» **YOUR TASK**
The listing that follows should be duplicated character for character.

» **SOURCE INFORMATION**
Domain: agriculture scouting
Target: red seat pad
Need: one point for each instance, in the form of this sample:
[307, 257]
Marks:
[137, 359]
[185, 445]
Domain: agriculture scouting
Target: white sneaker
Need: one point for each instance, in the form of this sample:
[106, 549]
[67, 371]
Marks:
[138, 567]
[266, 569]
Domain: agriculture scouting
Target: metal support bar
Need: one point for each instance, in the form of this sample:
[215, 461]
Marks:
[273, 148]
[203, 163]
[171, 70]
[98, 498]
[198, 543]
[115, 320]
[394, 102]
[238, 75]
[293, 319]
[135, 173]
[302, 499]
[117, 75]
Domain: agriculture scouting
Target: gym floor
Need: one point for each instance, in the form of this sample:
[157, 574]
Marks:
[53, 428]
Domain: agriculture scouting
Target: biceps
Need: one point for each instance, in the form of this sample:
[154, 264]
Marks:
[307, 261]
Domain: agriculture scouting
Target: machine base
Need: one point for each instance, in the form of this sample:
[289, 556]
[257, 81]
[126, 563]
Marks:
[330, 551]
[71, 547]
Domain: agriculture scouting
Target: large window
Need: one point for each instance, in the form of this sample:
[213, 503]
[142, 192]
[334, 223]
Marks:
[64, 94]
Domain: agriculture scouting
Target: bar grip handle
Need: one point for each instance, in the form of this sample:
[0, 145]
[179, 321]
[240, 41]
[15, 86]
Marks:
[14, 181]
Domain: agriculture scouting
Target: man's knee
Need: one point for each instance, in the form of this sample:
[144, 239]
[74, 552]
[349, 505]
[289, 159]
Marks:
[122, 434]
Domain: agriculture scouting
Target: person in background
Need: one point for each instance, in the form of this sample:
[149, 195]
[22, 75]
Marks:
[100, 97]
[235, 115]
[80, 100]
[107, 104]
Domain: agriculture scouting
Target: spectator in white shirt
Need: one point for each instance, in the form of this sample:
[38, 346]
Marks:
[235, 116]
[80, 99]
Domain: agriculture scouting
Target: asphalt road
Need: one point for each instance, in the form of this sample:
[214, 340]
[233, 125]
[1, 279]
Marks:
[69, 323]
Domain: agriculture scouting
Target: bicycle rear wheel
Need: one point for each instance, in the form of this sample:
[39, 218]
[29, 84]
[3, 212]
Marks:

» **THE ANSWER**
Domain: agriculture scouting
Target: red seat pad
Need: one point for each instance, in the form of this sample:
[307, 257]
Marks:
[137, 359]
[185, 445]
Domain: agriculture scouting
Target: white sneaker
Need: one point for each instance, in the form of this sample:
[106, 549]
[67, 371]
Marks:
[138, 567]
[266, 569]
Domain: agriculture scouting
Target: metal support bar
Need: one point for each instance, in the form of this sample:
[215, 461]
Marks:
[273, 148]
[203, 163]
[171, 70]
[98, 498]
[198, 543]
[115, 320]
[394, 102]
[238, 75]
[293, 319]
[135, 173]
[302, 499]
[117, 75]
Domain: agriculture scouting
Target: gym floor
Need: one point for each instance, in the form of this sample:
[157, 574]
Marks:
[53, 428]
Domain: agriculture scouting
Target: biceps
Need: one point for each instance, in the form of this sample:
[154, 264]
Marks:
[307, 261]
Domain: agriculture scouting
Target: machine base
Need: one point for each instance, in the form of this sample:
[289, 556]
[257, 81]
[126, 563]
Marks:
[330, 551]
[71, 547]
Domain: agriculture scouting
Target: large window
Need: one point for each instance, in the form of this sample:
[213, 503]
[142, 192]
[334, 223]
Marks:
[64, 94]
Domain: agriculture scouting
Target: bar grip handle
Need: one point for each instance, in the form of this sample:
[0, 145]
[179, 321]
[240, 41]
[15, 86]
Marks:
[14, 181]
Domain: agriculture scouting
Target: man's knee
Need: one point for each instance, in the form of this sample:
[144, 239]
[74, 552]
[349, 505]
[289, 159]
Marks:
[122, 434]
Domain: agriculture scouting
Target: person in background
Need: one point for each instance, in the form of this sample:
[149, 195]
[22, 75]
Marks:
[100, 97]
[235, 115]
[80, 100]
[107, 104]
Domain: agriculture scouting
Target: spectator in white shirt
Need: one point for each instance, in the form of this sample:
[38, 346]
Marks:
[235, 116]
[80, 99]
Domain: agriculture scouting
Target: asphalt road
Need: one point for each instance, in the form of this sample:
[214, 340]
[233, 125]
[1, 279]
Marks:
[69, 323]
Domain: agriculture scouting
Target: bicycle rear wheel
Need: one point for each instance, in the form of this sample:
[39, 218]
[29, 84]
[3, 212]
Marks:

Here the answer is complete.